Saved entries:

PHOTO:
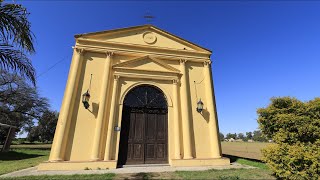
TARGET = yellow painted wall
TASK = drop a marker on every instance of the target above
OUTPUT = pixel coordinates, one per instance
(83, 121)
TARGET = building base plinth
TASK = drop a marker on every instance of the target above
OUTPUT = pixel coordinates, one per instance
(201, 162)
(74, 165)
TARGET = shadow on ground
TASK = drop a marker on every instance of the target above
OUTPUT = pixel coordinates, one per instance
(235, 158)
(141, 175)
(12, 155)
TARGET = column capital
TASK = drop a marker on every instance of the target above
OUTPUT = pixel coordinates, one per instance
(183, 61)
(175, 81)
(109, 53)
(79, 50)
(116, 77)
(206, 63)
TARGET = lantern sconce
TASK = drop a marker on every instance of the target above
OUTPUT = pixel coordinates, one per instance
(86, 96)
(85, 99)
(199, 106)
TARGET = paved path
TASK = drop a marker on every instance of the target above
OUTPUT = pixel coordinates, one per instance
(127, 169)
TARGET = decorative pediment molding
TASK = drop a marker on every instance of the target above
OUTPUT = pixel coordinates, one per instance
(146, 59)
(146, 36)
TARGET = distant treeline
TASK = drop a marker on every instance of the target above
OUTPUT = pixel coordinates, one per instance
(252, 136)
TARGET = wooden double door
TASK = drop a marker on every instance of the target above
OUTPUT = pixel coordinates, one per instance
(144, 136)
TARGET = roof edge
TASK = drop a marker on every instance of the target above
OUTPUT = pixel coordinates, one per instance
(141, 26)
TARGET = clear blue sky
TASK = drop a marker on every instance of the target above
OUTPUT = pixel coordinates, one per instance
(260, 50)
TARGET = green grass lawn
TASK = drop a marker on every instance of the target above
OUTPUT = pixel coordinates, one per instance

### Task directions
Rewrite the items from the line containing "TARGET = building base plinth" through the end of the items, inclusive, keeping every request line, and shift each pixel coordinate in the answers by -82.

### Response to this exercise
TARGET = building base plinth
TASK = drop a marker on every instance of the target above
OUTPUT = pixel coordinates, one per instance
(119, 80)
(-8, 83)
TARGET = shadow on ground
TASK = drop a marker on every instance of the target above
OUTPUT = pixel coordinates, one per instance
(153, 76)
(59, 93)
(-70, 73)
TARGET = column capital
TASK = drop a marker on every instance of the target above
OUTPUT = pixel coordinates, one per instance
(101, -21)
(93, -1)
(27, -29)
(-3, -32)
(34, -5)
(124, -19)
TARGET = lantern sconce
TASK = drop a marker on every instance of the target above
OUTPUT = pixel coordinates, one per instance
(4, 14)
(3, 17)
(117, 24)
TARGET = paved path
TASK = drop a marker on every instance of the target above
OUTPUT = pixel coordinates, one per instance
(45, 87)
TARGET = decorative pediment molding
TASK = drop a marker on every instance of the target above
OUTPUT = pixel coordinates, one per instance
(64, -23)
(64, -46)
TARGET = distant treeline
TASK = drop a marker on every instance of the target above
OUTPUT = pixel coordinates, one per instance
(170, 54)
TARGET = wooden double door
TASK = drop a marker on every instance of the target above
OUTPUT = pixel coordinates, one per instance
(62, 54)
TARGET = roof edge
TASK = drop a marker on every instance of the target above
OUTPUT = pixel coordinates, one per instance
(59, -56)
TARGET = clear blue sky
TASK = drop a marker on every instance of the target above
OUTPUT = pixel coordinates, one per instance
(178, -32)
TARGET = green grass lawn
TASK = drop a marker on every instance of the target above
OUTPUT = pixel coordinates, one per instance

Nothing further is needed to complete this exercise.